# SELECTED TEXT
** start **
Member of the Kentucky House of Representatives
- In office 1825–1826

Member of the U.S. House of Representatives from Kentucky's 2nd district
- In office March 4, 1821 – March 3, 1823
- Preceded by: Henry Clay
- Succeeded by: Thomas Metcalfe

Clerk of the Jessamine County Circuit Court
- In office 1803–1819

Personal details
- Born: Samuel Hughes Woodson September 15, 1777 near Charlottesville, Virginia, U.S.
- Died: July 28, 1827 (aged 49) Jessamine County, Kentucky, U.S.
- Resting place: Crocket Burying Ground
- Children: Samuel H. Woodson
- Profession: Politician, lawyer

= Samuel H. Woodson (Kentucky politician) =

American politician and lawyer (1777–1827)

Samuel Hughes Woodson (September 15, 1777 – July 28, 1827) was an American politician who served as a U.S. representative from Kentucky. He was the father of Samuel Hughes Woodson, who served as a U.S. representative from Missouri.
** end **
# DATA SHOWN
** start **
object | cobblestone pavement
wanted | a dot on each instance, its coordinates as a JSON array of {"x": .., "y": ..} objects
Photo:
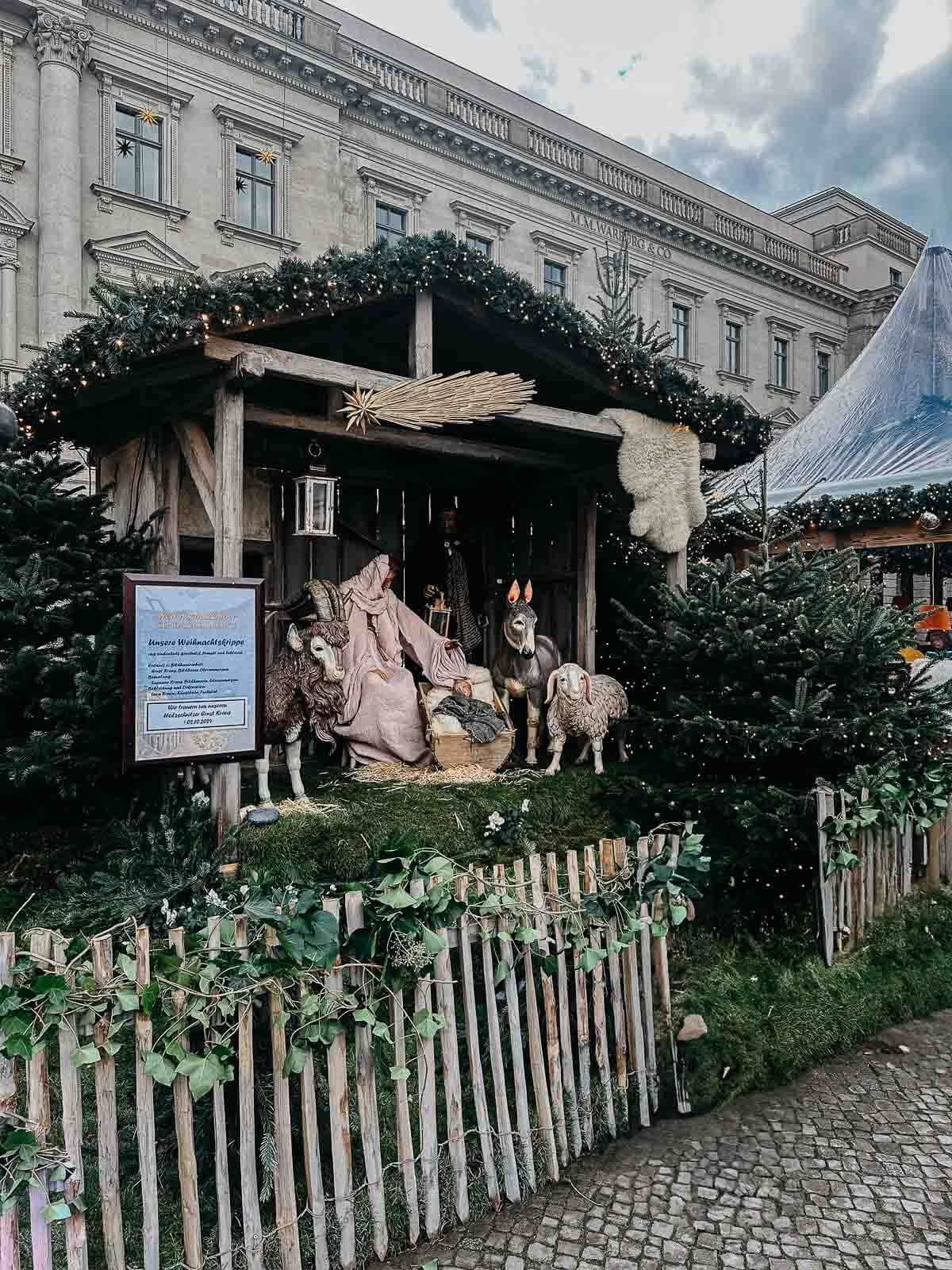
[{"x": 852, "y": 1166}]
** end **
# STATED EXERCISE 1
Based on the text about Samuel H. Woodson, answer yes or no to each statement and quote the exact words of the text that decide it. (a) Woodson was born near Charlottesville, Virginia. (b) Thomas Metcalfe preceded Woodson in the U.S. House of Representatives. (c) Woodson was clerk of the Jessamine County Circuit Court until 1823.
# STATED EXERCISE 2
Put this sentence from the Samuel H. Woodson text into Spanish: "He was the father of Samuel Hughes Woodson, who served as a U.S. representative from Missouri."
# STATED EXERCISE 3
Extract the part of the Samuel H. Woodson text between "Member of the Kentucky" and "County, Kentucky, U.S.", inclusive.

# CORRECT OUTPUT 1
(a) Yes: "near Charlottesville, Virginia, U.S."
(b) No: "Preceded by: Henry Clay"
(c) No: "In office 1803–1819"

# CORRECT OUTPUT 2
Fue el padre de Samuel Hughes Woodson, quien se desempeñó como representante de los Estados Unidos por Misuri.

# CORRECT OUTPUT 3
Member of the Kentucky House of Representatives
- In office 1825–1826

Member of the U.S. House of Representatives from Kentucky's 2nd district
- In office March 4, 1821 – March 3, 1823
- Preceded by: Henry Clay
- Succeeded by: Thomas Metcalfe

Clerk of the Jessamine County Circuit Court
- In office 1803–1819

Personal details
- Born: Samuel Hughes Woodson September 15, 1777 near Charlottesville, Virginia, U.S.
- Died: July 28, 1827 (aged 49) Jessamine County, Kentucky, U.S.